» Source:
==*==

Dryland carbon dynamics have been identified as a dominating interannual variability of atmospheric CO2 concentrations and the trends in Earth’s terrestrial carbon sink. However, drylands with a mixture of grass-, shrub-, and tree-dominated ecosystems that typically have large amounts of soil interspace among plants, are poorly captured by current reflectance-based gross primary productivity (GPP) models. In order to improve GPP estimations across highly heterogeneous drylands, we evaluated the ability of MODIS normalized difference vegetation index (NDVI), MODIS near-infrared reflectance of terrestrial vegetation (NIRv), TROPOMI solar-induced chlorophyll fluorescence (SIF), and SIF downscaled by NIRv (SIF_NIRv), to detect ground-based GPP dynamics across 22 dryland’s grass, shrub, savanna, and evergreen needle-leaf forest eddy covariance sites in the southwestern U.S. We found, compared to NDVI, NIRv/SIF/SIF_NIRv improves capturing grassland’s GPP dynamics. NIRv improves capturing GPP temporal dynamics across shrubland and savanna sites. Only TROPOMI SIF captures the GPP temporal (or seasonal) dynamics across evergreen forest sites, even though it has coarser spatial resolution. However, reflectance-based indices (NDVI/NIRv) show significant hysteresis loops with GPP during the growing season for grass, shrub, and savanna sites, suggesting different relationships between vegetation greenness before and after the growing season peak. SIF_NIRv combines the vegetation information from both indices to potentially better capture vegetation GPP dynamics at non-evergreen sites with averaged GPP higher than ~1 g C m-2 d-1. These results suggest that incorporation of MODIS NIRv and TROPOMI SIF data could significantly improve satellite-based GPP estimates, especially for dryland ecosystems.

==*==

» Problem A: Collect every line of the entries below that contains the string "golf", treating uppercase and lowercase as different.

==*==

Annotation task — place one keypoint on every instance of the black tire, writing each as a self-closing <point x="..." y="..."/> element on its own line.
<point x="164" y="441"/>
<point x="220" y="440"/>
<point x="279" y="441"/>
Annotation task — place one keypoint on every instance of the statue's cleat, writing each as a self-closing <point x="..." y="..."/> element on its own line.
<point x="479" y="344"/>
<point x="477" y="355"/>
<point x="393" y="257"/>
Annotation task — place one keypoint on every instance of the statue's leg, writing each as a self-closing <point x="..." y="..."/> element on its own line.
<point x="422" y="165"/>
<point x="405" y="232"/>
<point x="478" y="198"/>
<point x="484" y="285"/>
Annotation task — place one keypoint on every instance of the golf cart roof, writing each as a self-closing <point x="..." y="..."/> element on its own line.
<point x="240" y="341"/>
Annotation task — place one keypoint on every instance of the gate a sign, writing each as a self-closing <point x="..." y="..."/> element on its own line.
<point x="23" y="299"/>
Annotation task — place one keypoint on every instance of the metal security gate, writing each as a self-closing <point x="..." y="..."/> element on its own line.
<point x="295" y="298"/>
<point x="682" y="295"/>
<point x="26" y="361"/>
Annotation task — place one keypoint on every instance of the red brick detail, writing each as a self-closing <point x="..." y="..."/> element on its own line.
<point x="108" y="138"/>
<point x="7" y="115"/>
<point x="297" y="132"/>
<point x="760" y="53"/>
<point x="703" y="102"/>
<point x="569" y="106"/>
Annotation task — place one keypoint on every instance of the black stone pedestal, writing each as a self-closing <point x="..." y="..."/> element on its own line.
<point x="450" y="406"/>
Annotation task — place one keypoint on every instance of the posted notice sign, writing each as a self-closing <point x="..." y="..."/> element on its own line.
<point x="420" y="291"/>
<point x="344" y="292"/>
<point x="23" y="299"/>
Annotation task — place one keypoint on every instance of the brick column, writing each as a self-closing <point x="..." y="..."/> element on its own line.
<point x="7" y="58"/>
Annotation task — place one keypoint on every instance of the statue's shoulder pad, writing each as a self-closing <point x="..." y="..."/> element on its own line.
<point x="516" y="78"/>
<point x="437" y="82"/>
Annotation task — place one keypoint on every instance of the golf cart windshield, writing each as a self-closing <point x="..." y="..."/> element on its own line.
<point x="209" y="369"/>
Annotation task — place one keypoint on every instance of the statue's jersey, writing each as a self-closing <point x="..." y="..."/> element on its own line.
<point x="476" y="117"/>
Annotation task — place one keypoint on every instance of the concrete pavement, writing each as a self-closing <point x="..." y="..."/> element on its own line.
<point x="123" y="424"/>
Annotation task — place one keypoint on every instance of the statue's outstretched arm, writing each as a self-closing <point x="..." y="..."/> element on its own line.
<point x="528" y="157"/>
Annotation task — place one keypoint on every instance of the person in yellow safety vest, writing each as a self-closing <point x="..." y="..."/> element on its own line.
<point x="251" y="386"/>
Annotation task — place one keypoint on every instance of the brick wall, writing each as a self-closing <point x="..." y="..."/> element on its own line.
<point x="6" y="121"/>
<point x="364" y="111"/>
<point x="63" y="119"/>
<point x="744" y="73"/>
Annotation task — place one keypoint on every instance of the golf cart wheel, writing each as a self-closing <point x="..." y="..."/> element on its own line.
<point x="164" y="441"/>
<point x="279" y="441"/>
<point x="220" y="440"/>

==*==

» Problem B: Write the next part of the passage on satellite estimates of dryland productivity, picking up right after its final sentence.

» Reply A:
Annotation task — place one keypoint on every instance of the golf cart roof, writing each as a self-closing <point x="..." y="..."/> element on its own line.
Annotation task — place one keypoint on every instance of the golf cart windshield, writing each as a self-closing <point x="..." y="..."/> element on its own line.
Annotation task — place one keypoint on every instance of the golf cart wheel, writing each as a self-closing <point x="..." y="..."/> element on its own line.

» Reply B:
Short Talk: Kyle Delwiche
“FLUXNET-CH4: A global, multi-ecosystem database“
Methane (CH4) emissions account for a significant fraction of total global radiative forcing from greenhouse gases, yet large uncertainties remain in the quantities and drivers of methane fluxes. Resolving these uncertainties may require large amounts of high-resolution methane flux data, along with coincident measurements of water, carbon, and energy fluxes. To address this data need, we have compiled and will present FLUXNET-CH4 Version 1.0, the first global database of methane eddy covariance measurements. FLUXNET-CH4 is a community effort to compile, standardize, and gap-fill meteorological and methane measurements for over 300 site-years of data, from 83 sites. Site locations are global (though are concentrated in temperate and northern ecosystems) and include 46 freshwater wetlands, 6 brackish and saline wetlands, 7 formerly drained ecosystems, 7 rice paddy sites, 2 lakes, and 15 uplands. FLUXNET-CH4 is hosted by fluxnet.org, and is an important new resource for the research community to study global patterns of terrestrial CH4 fluxes. Freshwater wetlands are particularly well-represented in the database, and we use a representativeness analysis along four bioclimatic variables (air temperature, latent heat flux, enhanced vegetation index, and water index) to show that FLUXNET-CH4 freshwater wetland sites reasonably represent arctic, boreal, and temperate regions, but only sparsely cover humid tropical areas. We also use the freshwater wetland data to analyze patterns of seasonality, including the timing of seasonal methane emissions and relationship to seasonality of potential flux drivers. We acknowledge the FLUXNET-CH4 contributors for the data provided in these analyses.